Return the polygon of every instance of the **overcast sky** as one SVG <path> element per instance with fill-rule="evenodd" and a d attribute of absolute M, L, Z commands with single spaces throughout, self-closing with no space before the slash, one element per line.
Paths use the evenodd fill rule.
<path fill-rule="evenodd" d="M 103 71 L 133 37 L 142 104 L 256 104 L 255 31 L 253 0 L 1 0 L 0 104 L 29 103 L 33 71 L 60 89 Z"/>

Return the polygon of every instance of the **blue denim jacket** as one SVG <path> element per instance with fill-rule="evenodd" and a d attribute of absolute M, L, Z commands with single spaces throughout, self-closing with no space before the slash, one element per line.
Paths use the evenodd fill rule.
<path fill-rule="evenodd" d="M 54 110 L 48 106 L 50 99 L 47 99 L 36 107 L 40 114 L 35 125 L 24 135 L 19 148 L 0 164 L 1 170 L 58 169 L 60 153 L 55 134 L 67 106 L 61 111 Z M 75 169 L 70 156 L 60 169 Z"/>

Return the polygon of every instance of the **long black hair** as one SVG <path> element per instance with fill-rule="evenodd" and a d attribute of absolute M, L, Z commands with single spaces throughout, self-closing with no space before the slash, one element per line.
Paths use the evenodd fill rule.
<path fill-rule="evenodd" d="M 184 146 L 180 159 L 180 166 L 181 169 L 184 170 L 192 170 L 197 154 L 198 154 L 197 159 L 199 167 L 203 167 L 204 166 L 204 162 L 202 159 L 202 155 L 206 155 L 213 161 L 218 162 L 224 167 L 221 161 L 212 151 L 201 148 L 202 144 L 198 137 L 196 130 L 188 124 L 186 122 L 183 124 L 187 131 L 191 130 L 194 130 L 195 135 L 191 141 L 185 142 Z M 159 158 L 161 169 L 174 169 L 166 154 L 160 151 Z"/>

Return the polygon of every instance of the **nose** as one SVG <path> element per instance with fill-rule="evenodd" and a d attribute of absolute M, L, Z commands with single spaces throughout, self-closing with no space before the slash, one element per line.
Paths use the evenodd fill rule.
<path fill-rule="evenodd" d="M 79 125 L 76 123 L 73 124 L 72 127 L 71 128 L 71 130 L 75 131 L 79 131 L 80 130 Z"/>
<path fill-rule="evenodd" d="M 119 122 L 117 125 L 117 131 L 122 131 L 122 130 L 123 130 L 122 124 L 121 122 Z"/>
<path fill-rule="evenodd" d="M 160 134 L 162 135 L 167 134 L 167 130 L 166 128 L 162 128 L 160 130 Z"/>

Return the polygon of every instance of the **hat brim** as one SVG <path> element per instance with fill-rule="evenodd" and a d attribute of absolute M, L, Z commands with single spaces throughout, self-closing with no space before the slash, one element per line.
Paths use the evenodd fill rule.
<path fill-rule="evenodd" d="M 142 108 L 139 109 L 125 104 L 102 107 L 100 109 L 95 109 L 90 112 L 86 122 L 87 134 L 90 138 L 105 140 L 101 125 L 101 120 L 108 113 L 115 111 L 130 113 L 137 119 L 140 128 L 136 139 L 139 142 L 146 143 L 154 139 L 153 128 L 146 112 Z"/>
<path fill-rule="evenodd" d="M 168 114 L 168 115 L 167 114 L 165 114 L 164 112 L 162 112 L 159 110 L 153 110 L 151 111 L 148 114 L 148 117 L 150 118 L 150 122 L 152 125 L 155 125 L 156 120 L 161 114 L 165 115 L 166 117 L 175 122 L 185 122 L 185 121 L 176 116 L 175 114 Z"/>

**Exercise task**: Rewrite the material starting with the line containing "Return the polygon of every instance of the **hat" and going on through the line containing "142 108 L 139", both included, with the requests copied unchanged and every coordinate in the answers multiplied by 1.25 and rounded to a whole number, halves rounded up. Give only those lines.

**Answer to the task**:
Return the polygon of every instance of the **hat brim** as one SVG <path> element per instance with fill-rule="evenodd" and a d attribute of absolute M, L, Z commands with single spaces throughout, self-closing with no space before the slash, one element per line.
Paths use the evenodd fill rule.
<path fill-rule="evenodd" d="M 178 135 L 174 136 L 156 130 L 128 134 L 125 136 L 119 136 L 113 140 L 108 153 L 109 168 L 113 173 L 131 175 L 126 156 L 126 150 L 135 141 L 144 139 L 163 141 L 171 149 L 175 160 L 170 174 L 174 178 L 183 179 L 193 174 L 191 160 L 183 140 Z"/>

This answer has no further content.